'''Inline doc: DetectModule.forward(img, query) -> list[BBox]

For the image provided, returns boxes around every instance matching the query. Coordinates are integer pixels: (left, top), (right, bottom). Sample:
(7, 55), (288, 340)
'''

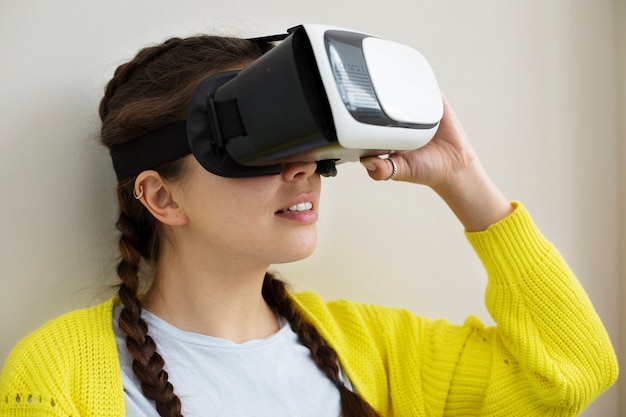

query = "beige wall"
(615, 0), (626, 416)
(0, 0), (626, 416)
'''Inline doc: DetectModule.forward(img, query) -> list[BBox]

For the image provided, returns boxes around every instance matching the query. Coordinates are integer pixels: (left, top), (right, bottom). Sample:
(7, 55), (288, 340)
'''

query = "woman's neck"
(142, 249), (279, 343)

= = = = = = =

**Problem details**:
Give every line of the items above as a numbered list, skipping blank lines and leaving out the pictures.

**Completed exercise**:
1. '''Inline doc: DetectModule.forward(img, query) -> list[BBox]
2. For the image provided, returns boxes around every instance matching the query. Coordinates are integer pixels: (left, top), (right, bottom). Sample:
3. (7, 55), (288, 340)
4. '''
5. query = "beige wall"
6. (615, 0), (626, 416)
7. (0, 0), (626, 416)
8. '''Inline doc: DetectModule.forward(img, query) -> list[BBox]
9. For the image provided, returns boxes around every instance matching the query. Coordinates are integer pixels: (left, top), (right, bottom). Sample:
10. (7, 55), (288, 340)
11. '''
12. query = "woman's neck"
13. (142, 249), (279, 343)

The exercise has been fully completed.